**BRIEF**: Count the lines in the data below that contain the word "window" and reply with the number alone.

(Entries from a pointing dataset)
------------------------------------------------------------

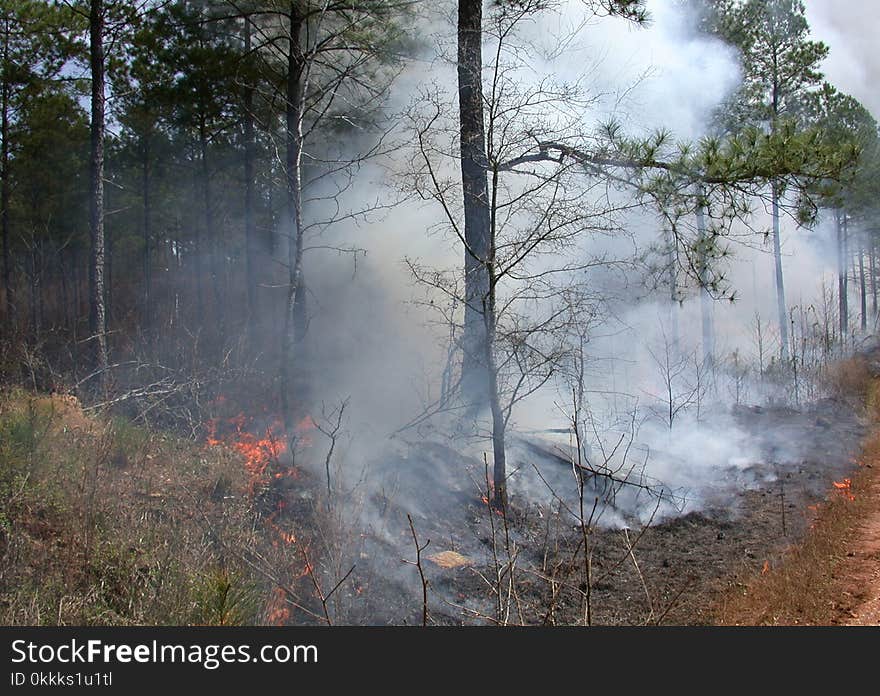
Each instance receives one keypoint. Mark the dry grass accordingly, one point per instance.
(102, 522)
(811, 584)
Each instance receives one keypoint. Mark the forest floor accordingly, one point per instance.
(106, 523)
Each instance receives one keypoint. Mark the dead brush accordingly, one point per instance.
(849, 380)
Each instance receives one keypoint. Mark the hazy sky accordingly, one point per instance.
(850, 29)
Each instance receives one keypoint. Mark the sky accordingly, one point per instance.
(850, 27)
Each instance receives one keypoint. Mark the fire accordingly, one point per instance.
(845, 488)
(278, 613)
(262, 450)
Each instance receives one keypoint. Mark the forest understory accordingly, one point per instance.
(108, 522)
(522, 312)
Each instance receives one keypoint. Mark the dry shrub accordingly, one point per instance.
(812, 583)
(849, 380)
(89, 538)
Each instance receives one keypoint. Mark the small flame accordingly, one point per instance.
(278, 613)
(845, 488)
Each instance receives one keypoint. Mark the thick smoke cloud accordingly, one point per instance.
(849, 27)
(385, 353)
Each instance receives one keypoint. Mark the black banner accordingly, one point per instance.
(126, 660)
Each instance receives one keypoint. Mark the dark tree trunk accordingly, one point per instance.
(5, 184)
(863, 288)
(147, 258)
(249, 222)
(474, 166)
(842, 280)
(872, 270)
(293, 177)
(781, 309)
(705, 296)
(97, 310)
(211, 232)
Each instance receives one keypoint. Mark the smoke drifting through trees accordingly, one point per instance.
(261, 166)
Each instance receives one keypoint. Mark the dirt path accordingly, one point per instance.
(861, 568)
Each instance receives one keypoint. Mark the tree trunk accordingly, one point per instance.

------------------------------------------------------------

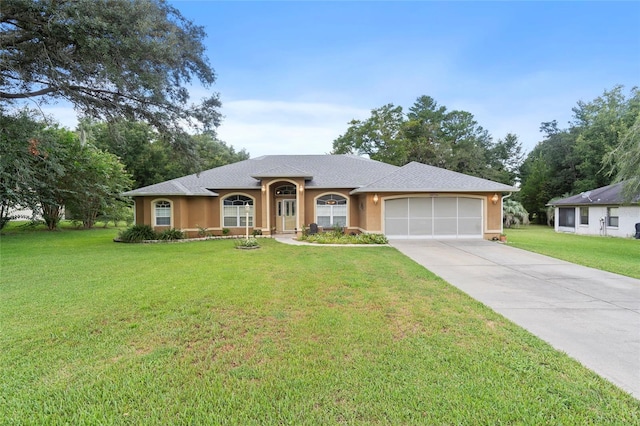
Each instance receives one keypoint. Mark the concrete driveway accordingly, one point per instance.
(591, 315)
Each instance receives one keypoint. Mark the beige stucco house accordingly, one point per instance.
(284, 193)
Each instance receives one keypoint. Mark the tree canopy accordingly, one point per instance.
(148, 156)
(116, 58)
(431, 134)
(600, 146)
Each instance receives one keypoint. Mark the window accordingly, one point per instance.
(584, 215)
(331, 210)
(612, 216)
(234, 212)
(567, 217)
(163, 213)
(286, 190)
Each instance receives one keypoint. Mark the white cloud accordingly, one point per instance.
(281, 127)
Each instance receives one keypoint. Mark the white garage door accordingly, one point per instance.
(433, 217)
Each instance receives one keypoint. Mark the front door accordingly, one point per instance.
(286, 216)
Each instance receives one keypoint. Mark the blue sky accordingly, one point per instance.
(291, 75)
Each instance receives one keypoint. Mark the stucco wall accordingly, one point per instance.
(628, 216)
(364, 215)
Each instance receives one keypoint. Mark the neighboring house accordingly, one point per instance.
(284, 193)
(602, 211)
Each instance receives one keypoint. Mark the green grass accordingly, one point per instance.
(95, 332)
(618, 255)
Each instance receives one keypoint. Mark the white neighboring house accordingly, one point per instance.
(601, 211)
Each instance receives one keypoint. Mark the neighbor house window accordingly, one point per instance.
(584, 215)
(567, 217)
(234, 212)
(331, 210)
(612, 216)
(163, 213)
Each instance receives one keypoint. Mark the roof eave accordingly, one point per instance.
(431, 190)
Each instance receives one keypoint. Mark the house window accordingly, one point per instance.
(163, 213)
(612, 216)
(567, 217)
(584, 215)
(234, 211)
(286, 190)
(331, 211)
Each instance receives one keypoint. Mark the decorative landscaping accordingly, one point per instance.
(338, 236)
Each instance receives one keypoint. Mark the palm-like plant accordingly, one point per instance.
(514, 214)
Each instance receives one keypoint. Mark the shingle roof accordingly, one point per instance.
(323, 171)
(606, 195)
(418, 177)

------------------------------------------------------------

**TASK RESULT**: 3